Source excerpt:
--- BEGIN ---

Since TWICE is pretty popular, I expected to find a table somewhere in the web that contains this kind of data but unfortunately, I havent found any so I decided to make my own.

This would normally be a transcription exercise that would take up a lot of time and energy, but I think I found a way to lazily do it with help of some programming.

  1. First, I obtained timing data from subtitles (.srt) of TWICE music videos in Youtube. This is simple–we just need to extract the .srt subtitle file from the video (there are lots of online applets for this!) and read the file in python to get the start and end timestamps of each subtitle line.

  2. Next, I got the song lyrics by scraping blog entries from colorcodedlyrics.com. Because the lines are already color-tagged, we could map a member with her part a quite easily.

Whenever a line assignment is seemingly erroneous in the color coded lyrics website, I go back to the music video and/or performance videos to be able to correct it if necessary. (I also admit that in the 3 years I’ve been listening to the group, I’ve already developed an ear to detect each of their voices hehe)

--- END ---

Record excerpts:
--- BEGIN ---

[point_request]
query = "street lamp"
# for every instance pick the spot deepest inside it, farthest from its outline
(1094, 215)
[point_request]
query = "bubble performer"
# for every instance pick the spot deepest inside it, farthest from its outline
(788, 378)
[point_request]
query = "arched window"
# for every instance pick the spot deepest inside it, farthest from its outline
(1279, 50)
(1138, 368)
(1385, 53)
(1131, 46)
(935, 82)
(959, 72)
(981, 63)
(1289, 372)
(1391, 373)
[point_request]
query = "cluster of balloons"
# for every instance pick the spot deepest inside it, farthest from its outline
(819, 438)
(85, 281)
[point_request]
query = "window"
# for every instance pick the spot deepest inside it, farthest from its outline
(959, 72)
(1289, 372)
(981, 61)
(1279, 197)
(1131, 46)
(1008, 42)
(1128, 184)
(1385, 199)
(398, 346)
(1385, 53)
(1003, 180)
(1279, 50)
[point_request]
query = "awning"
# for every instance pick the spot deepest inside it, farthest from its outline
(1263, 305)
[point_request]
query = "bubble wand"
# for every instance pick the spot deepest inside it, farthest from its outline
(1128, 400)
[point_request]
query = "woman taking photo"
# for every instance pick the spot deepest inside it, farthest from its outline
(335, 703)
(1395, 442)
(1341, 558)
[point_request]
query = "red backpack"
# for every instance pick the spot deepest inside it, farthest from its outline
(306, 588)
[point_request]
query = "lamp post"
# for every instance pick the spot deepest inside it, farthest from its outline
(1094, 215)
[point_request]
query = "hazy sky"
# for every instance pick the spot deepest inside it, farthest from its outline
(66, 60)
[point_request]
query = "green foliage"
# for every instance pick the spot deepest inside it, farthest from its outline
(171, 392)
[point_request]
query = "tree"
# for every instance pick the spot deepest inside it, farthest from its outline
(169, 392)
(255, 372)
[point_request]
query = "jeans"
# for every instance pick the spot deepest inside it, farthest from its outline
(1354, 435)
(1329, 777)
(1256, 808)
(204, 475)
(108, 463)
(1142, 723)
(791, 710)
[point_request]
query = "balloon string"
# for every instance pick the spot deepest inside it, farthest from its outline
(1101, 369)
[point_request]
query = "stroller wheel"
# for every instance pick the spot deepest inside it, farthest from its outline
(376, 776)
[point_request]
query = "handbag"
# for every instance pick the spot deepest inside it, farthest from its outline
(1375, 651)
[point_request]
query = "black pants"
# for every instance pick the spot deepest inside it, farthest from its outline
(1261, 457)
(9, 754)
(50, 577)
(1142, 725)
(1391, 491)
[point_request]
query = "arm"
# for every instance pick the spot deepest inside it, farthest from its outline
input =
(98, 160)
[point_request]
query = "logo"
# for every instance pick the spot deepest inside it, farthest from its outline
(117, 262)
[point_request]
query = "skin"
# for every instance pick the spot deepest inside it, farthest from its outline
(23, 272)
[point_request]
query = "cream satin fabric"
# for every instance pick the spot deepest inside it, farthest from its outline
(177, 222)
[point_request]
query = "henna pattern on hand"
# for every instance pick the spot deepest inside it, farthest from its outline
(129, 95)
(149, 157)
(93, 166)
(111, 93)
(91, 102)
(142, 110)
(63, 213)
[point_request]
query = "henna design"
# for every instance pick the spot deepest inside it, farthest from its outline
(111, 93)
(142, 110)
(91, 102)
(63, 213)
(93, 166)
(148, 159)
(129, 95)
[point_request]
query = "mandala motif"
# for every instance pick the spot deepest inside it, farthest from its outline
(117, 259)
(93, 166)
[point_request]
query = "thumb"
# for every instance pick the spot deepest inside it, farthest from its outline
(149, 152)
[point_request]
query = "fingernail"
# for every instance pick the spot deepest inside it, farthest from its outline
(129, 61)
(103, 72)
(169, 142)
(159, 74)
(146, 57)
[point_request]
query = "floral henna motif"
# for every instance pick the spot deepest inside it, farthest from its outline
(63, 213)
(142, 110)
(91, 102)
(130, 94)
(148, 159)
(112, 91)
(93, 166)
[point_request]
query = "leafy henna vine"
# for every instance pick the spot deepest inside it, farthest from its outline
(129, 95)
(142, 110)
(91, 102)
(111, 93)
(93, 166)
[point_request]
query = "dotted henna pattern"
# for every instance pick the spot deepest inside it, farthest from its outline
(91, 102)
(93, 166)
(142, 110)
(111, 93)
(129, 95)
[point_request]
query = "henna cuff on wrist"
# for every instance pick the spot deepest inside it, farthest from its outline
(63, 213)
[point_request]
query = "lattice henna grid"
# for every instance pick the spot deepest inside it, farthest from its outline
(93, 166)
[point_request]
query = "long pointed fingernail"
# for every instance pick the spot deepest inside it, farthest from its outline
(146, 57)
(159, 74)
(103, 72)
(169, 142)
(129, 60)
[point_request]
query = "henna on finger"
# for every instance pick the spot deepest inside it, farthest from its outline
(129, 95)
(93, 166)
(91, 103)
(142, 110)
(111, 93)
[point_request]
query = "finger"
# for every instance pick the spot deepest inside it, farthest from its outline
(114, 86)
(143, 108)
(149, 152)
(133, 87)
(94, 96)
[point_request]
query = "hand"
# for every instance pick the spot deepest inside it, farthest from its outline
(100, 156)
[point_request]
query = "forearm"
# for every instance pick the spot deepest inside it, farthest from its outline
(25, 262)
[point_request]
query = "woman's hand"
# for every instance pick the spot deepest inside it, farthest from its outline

--- END ---

Task instructions:
1. From the TWICE excerpt, print the passage starting at "Since TWICE is" and ending at "each subtitle line.".
2. According to the TWICE excerpt, why could each member be matched to her part fairly easily? Answer in one to three sentences.
3. Write the next part of the TWICE excerpt, picking up after its final sentence.
The records were gathered from a separate source and are unrelated to the text above.

The results:
1.
Since TWICE is pretty popular, I expected to find a table somewhere in the web that contains this kind of data but unfortunately, I havent found any so I decided to make my own.

This would normally be a transcription exercise that would take up a lot of time and energy, but I think I found a way to lazily do it with help of some programming.

  1. First, I obtained timing data from subtitles (.srt) of TWICE music videos in Youtube. This is simple–we just need to extract the .srt subtitle file from the video (there are lots of online applets for this!) and read the file in python to get the start and end timestamps of each subtitle line.

2. The lyrics were scraped from colorcodedlyrics.com, where the lines are already color-tagged. Because of those color tags, a member could be mapped to her part quite easily.

3.
  1. Here’s the hard part: since lyrics are spliced differently in the subtitles and in the scraped color coded lyrics, I had to merge the lyric and timing tables manually! To further complicate things, I also had to match the English subtitles with what seems to be the corresponding line in the romanized color coded lyrics, so this is also, somehow, an exercise of lingustics skill for me.

It took me 12 hours spread over 3 days to complete the steps above. Its quite tedious, so I had to limit the dataset to include korean singles only for now–although I would be happy to include their Japanese singles and album tracks! If you want to help out, reach me through the links at the bottom of this page.

You may download the dataset from here. Please message me if you find any inconsistencies in the data.

What are the tools I used?#

I used the python BeautifulSoup for scraping the color coded lyrics, downsub.com to get srts from youtube, python pandas to read and clean the datasets, python seaborn to make the bar chart and the javascript library d3 to make the final interactive chord diagram chart, which is provided by Nadieh Bremer in her tutorial here.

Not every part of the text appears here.